--- Record set Enclosed Below ---

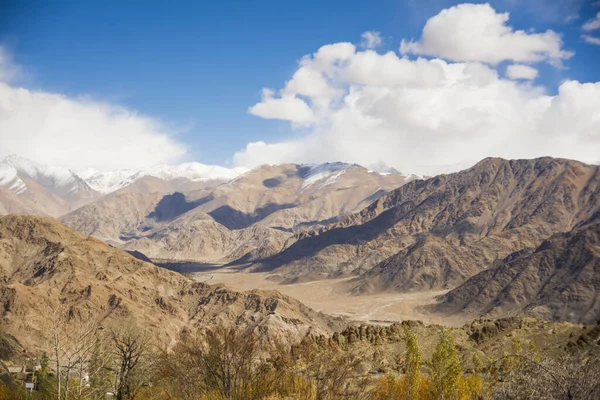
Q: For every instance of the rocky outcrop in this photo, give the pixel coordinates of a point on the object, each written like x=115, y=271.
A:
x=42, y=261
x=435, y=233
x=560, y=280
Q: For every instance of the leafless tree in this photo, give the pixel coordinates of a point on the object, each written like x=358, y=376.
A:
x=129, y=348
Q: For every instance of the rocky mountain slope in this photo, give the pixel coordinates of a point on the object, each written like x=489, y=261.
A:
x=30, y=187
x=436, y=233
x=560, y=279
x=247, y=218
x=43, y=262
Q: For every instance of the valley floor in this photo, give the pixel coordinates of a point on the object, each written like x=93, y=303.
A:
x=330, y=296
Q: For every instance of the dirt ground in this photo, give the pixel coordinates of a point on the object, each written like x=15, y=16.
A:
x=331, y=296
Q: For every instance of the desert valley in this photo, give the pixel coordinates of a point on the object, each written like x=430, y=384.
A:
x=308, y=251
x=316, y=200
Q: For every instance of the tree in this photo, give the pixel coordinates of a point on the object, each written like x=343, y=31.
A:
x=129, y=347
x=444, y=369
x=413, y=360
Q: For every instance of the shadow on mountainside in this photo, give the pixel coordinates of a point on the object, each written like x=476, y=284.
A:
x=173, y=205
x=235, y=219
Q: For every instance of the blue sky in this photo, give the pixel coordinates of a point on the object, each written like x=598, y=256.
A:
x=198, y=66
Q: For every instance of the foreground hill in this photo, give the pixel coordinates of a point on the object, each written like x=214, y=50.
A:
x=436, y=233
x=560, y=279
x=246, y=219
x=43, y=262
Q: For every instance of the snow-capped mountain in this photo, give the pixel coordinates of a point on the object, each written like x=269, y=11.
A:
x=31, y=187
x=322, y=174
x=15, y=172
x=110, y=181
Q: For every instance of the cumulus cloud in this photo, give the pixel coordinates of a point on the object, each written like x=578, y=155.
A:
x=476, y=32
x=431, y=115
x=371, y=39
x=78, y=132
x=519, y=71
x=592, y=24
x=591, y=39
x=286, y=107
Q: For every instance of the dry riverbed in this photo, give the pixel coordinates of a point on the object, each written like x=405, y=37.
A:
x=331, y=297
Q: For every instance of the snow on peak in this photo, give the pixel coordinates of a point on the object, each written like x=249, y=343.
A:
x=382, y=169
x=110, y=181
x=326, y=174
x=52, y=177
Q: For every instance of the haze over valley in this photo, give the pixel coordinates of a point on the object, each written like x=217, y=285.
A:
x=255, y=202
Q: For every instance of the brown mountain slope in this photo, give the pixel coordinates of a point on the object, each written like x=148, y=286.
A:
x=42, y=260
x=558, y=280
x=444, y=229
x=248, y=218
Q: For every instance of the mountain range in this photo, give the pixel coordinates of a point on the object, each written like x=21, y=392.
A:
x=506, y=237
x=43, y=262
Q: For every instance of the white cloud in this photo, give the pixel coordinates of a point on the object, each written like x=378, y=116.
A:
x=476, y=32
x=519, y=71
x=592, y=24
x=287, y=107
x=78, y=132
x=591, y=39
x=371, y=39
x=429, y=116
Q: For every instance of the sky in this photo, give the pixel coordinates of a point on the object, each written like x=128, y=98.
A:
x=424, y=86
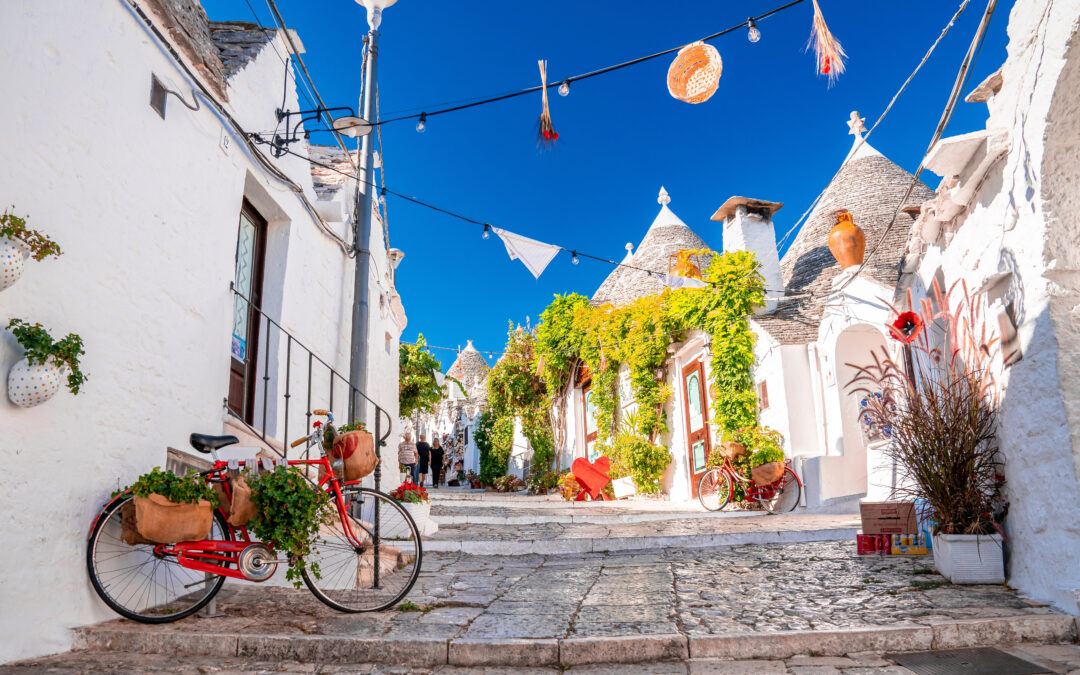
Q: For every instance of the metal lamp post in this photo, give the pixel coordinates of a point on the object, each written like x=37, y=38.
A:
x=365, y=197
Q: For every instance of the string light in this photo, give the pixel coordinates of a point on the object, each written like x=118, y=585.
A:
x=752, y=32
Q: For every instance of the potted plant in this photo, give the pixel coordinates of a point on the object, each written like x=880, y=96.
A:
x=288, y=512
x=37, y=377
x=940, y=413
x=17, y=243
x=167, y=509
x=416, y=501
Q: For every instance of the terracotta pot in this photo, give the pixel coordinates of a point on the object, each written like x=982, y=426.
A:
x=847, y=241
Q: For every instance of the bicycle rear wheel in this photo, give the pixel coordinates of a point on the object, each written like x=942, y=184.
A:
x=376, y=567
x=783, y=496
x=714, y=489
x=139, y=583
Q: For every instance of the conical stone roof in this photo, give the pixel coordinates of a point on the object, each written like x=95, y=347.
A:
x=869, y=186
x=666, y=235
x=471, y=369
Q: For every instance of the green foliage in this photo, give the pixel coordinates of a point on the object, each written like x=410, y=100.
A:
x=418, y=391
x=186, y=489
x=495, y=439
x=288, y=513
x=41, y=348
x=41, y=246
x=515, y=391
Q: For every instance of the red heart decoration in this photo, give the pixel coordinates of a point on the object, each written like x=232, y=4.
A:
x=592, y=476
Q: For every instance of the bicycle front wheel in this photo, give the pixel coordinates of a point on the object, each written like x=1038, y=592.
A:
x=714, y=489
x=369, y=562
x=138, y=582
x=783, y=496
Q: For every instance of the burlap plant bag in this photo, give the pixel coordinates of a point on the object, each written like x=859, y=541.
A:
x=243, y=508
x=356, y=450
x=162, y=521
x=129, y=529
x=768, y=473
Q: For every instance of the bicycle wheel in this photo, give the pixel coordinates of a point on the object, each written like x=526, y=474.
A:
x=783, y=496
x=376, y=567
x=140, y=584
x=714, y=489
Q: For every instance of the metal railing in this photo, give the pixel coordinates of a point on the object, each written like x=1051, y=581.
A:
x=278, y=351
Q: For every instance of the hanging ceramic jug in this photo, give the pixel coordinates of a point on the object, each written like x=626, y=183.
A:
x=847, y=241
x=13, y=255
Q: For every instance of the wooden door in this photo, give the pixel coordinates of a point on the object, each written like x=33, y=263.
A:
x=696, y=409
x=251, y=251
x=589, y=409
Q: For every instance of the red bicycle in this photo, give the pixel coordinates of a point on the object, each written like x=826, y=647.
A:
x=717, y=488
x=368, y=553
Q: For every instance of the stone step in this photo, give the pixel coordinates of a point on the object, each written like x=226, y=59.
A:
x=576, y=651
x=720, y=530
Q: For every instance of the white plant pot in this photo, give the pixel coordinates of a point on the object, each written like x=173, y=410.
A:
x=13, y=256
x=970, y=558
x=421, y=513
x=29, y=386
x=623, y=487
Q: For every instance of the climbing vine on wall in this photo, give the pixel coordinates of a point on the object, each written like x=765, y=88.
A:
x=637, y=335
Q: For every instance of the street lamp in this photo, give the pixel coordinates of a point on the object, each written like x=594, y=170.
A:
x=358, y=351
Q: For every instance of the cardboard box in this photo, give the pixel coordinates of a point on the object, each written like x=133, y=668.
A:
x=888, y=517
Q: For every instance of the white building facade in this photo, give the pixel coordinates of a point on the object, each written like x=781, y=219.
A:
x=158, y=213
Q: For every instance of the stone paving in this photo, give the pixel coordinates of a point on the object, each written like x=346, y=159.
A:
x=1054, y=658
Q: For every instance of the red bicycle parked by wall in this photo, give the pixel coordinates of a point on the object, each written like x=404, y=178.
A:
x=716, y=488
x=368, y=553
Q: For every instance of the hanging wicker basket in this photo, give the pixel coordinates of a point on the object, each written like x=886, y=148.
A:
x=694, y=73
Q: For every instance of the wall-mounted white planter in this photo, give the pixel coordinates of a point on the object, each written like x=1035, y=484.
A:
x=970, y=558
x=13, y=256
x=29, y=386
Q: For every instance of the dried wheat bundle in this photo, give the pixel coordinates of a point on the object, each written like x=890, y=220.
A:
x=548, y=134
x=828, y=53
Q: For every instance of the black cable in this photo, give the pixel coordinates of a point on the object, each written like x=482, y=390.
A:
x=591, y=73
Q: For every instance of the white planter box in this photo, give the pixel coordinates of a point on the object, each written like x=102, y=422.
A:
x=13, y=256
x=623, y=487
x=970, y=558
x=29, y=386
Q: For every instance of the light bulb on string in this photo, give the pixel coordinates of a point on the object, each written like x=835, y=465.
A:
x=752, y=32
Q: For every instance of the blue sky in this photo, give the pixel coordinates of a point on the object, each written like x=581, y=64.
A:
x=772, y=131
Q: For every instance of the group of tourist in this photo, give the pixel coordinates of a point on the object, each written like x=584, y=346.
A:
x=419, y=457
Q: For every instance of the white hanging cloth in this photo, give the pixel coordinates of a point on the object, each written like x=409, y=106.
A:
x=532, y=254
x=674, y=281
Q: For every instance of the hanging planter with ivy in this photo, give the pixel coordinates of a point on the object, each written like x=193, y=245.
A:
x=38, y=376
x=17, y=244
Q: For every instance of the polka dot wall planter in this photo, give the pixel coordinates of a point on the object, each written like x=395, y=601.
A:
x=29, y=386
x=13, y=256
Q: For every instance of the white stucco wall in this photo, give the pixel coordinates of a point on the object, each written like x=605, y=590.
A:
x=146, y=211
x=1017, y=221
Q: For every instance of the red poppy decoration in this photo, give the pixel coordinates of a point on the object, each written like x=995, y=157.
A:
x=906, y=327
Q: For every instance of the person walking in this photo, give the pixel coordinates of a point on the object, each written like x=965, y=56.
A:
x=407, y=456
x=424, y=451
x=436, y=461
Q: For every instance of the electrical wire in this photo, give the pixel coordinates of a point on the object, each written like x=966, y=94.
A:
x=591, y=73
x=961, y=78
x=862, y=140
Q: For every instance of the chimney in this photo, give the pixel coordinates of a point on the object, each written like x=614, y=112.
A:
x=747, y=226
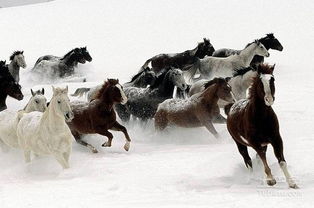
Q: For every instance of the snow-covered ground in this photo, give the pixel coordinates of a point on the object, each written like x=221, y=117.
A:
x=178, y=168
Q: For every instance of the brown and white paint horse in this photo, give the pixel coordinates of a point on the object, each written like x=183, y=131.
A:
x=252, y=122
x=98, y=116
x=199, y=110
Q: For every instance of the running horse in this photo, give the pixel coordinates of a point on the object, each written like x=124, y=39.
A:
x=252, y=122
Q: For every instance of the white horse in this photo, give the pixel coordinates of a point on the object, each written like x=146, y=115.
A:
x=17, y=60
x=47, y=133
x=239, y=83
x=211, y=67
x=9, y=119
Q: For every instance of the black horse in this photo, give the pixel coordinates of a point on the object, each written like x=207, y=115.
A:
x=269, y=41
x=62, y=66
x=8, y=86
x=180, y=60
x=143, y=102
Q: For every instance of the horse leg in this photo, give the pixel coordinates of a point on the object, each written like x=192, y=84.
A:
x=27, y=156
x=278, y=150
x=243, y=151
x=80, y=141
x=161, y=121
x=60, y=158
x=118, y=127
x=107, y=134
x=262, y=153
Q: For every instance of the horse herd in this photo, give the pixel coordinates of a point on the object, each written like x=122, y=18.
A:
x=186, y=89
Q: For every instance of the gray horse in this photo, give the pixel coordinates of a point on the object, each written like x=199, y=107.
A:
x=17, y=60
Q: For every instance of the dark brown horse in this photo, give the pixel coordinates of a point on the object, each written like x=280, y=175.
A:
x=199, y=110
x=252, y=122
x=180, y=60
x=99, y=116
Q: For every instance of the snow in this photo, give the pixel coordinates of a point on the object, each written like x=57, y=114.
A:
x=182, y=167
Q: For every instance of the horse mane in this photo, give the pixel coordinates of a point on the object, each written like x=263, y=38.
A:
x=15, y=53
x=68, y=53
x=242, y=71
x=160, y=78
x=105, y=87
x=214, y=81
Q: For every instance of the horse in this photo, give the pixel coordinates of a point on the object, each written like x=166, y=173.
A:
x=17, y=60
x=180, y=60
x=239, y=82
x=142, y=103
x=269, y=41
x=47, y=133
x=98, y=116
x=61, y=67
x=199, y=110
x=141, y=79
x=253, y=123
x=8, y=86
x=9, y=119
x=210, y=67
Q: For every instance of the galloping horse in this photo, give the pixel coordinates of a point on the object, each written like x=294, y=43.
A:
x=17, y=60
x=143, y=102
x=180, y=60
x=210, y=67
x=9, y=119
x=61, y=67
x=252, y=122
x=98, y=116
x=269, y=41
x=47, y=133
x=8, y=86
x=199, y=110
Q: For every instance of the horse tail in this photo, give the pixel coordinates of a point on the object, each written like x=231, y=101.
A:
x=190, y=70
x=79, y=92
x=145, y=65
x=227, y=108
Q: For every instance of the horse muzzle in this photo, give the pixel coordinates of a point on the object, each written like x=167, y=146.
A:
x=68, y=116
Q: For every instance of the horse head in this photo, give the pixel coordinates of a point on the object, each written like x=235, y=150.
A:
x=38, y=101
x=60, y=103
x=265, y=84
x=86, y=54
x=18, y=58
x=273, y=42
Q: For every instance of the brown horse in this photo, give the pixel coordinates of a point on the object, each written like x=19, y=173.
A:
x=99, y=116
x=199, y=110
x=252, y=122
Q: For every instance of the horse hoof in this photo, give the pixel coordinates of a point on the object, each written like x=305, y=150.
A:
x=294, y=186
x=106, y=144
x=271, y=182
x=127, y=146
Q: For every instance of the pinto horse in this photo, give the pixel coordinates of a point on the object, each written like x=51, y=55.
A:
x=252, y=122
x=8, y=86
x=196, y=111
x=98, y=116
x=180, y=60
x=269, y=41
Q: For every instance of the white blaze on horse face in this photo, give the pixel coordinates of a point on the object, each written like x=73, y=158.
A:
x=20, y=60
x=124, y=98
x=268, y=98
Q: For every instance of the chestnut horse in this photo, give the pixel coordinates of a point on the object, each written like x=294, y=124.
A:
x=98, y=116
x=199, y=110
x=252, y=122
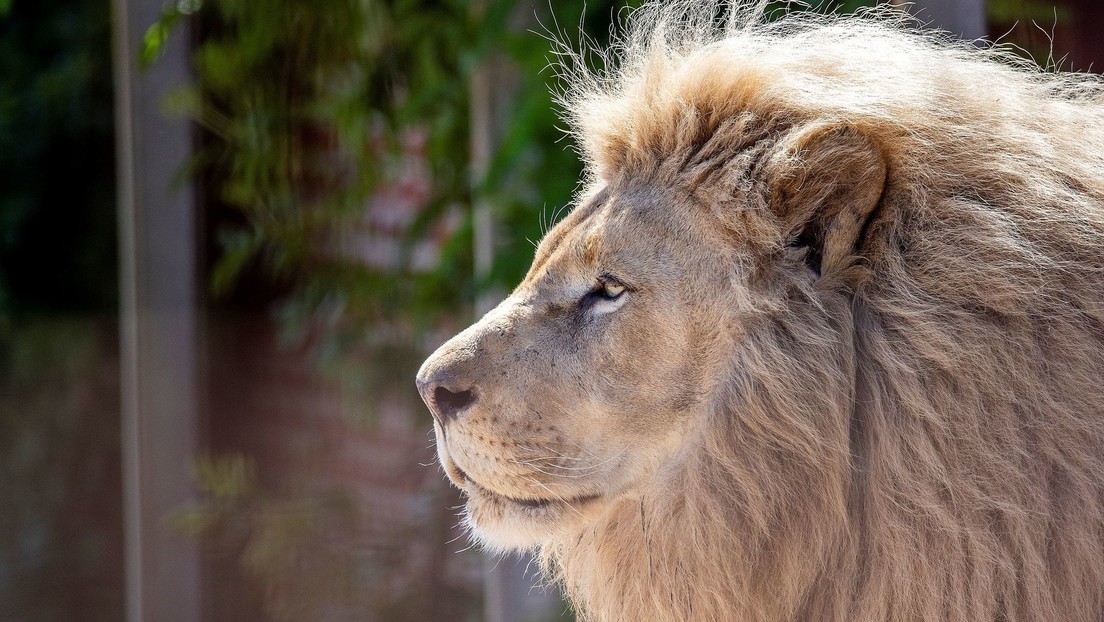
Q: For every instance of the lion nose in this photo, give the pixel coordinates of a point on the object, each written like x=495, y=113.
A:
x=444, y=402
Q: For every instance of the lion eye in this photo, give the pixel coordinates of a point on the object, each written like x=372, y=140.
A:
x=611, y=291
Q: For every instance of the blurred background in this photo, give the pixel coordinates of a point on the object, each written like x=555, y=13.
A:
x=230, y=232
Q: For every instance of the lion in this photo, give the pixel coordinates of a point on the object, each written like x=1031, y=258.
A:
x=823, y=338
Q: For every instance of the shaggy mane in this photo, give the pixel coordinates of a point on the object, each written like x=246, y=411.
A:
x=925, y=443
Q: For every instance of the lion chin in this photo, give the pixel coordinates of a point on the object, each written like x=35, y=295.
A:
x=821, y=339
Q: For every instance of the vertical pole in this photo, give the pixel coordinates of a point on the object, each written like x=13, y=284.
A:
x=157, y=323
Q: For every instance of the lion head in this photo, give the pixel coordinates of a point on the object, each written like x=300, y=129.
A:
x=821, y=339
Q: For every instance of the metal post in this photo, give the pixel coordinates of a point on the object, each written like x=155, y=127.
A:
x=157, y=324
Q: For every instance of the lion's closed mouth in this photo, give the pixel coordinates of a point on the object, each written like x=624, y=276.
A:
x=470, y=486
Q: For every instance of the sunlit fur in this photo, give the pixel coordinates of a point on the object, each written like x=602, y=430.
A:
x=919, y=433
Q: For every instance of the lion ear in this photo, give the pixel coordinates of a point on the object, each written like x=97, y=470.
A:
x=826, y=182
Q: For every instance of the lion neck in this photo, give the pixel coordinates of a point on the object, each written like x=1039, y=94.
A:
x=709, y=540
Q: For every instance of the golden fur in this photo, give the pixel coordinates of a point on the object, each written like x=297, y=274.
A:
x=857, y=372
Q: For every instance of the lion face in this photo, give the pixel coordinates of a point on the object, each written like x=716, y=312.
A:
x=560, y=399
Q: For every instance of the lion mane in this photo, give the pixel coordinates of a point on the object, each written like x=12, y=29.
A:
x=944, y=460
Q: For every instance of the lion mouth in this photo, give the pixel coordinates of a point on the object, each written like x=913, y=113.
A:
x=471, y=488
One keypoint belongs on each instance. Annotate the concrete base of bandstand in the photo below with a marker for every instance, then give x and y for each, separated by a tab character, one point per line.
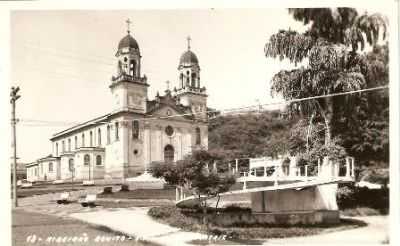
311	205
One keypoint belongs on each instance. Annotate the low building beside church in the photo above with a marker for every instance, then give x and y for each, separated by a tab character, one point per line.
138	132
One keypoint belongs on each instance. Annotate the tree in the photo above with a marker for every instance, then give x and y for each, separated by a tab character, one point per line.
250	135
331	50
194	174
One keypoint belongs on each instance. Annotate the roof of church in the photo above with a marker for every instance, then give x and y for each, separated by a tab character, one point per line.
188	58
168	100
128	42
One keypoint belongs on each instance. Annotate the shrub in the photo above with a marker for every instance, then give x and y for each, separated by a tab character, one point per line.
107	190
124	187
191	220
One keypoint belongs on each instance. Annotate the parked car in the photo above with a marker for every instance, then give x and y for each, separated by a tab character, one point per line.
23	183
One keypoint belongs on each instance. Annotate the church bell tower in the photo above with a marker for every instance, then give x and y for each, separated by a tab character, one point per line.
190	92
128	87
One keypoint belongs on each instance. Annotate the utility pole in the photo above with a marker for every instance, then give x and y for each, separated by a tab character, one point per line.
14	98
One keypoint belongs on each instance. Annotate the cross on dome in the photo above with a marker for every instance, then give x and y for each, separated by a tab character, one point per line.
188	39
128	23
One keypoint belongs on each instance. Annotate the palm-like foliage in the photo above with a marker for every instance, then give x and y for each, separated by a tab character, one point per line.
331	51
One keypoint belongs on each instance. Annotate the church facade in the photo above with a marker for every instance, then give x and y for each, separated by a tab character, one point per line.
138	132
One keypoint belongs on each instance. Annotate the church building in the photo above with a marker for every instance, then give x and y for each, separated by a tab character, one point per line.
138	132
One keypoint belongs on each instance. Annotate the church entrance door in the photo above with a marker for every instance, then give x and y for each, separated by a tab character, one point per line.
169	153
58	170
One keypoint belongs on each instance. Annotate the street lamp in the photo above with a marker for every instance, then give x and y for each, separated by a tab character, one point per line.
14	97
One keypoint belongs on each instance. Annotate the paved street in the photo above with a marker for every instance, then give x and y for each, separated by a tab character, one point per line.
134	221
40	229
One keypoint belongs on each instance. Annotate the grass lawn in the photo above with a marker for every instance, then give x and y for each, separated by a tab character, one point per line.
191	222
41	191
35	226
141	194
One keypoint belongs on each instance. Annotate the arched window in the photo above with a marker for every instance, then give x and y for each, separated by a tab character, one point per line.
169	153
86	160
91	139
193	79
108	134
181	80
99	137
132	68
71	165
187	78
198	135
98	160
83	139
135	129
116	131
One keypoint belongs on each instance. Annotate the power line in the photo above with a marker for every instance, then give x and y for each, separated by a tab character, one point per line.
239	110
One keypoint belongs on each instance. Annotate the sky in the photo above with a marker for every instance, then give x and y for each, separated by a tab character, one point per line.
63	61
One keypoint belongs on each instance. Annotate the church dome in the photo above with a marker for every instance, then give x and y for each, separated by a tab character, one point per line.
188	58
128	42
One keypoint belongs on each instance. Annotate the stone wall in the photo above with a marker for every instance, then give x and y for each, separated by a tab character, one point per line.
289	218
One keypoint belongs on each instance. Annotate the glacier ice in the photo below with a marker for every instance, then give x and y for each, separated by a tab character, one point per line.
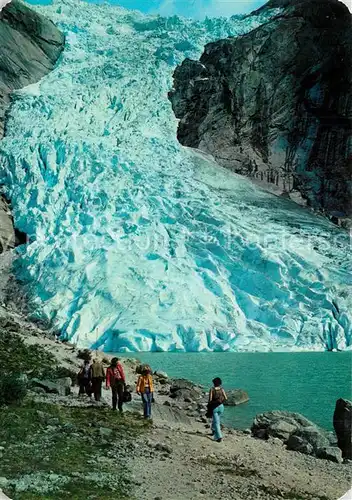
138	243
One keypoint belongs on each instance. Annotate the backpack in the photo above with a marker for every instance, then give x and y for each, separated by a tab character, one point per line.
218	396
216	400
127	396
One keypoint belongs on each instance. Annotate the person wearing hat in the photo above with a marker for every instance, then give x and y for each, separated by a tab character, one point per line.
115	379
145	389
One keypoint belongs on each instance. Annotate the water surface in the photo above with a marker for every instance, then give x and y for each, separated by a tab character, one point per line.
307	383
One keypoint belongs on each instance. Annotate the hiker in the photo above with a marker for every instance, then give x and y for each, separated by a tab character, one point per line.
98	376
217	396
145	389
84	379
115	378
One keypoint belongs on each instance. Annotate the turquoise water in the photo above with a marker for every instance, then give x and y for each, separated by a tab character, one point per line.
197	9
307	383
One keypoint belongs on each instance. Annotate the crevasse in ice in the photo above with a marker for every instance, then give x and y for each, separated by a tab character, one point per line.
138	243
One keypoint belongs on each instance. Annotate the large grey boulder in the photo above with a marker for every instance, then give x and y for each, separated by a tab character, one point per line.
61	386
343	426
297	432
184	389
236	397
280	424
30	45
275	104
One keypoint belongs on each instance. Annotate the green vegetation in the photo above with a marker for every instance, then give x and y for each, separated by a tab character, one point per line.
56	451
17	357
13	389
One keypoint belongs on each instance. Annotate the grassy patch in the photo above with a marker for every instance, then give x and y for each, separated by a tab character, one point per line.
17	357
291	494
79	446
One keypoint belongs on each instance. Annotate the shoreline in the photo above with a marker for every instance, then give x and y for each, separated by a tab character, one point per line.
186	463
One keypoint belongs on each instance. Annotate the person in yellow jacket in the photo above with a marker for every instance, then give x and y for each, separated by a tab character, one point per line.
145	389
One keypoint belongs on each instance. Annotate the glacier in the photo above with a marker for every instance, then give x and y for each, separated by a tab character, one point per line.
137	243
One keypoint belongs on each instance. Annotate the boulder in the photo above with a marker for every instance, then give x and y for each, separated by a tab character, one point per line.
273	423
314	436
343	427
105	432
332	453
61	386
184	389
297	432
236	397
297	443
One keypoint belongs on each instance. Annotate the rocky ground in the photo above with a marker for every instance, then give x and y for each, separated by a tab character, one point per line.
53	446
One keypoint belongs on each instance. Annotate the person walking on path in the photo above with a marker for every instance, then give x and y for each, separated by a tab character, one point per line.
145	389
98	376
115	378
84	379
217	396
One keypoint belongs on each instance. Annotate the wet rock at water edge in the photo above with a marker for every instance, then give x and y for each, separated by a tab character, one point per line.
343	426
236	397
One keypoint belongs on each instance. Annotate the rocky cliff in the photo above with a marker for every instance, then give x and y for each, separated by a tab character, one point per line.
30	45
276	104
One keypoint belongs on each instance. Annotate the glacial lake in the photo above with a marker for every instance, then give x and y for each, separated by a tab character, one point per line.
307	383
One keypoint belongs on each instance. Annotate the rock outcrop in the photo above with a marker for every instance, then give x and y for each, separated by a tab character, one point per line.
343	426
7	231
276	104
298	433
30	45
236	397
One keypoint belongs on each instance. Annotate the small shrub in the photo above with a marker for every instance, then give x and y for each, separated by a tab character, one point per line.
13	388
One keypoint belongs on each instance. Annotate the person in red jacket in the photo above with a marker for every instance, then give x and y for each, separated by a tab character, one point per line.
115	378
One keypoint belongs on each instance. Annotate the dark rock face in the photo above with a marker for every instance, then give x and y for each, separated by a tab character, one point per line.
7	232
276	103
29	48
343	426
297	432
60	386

--- End of Enclosed Record set ---

What to produce
Looking at the entries, how many lines contain the string "blue"? The answer is that number alone.

Completed task
2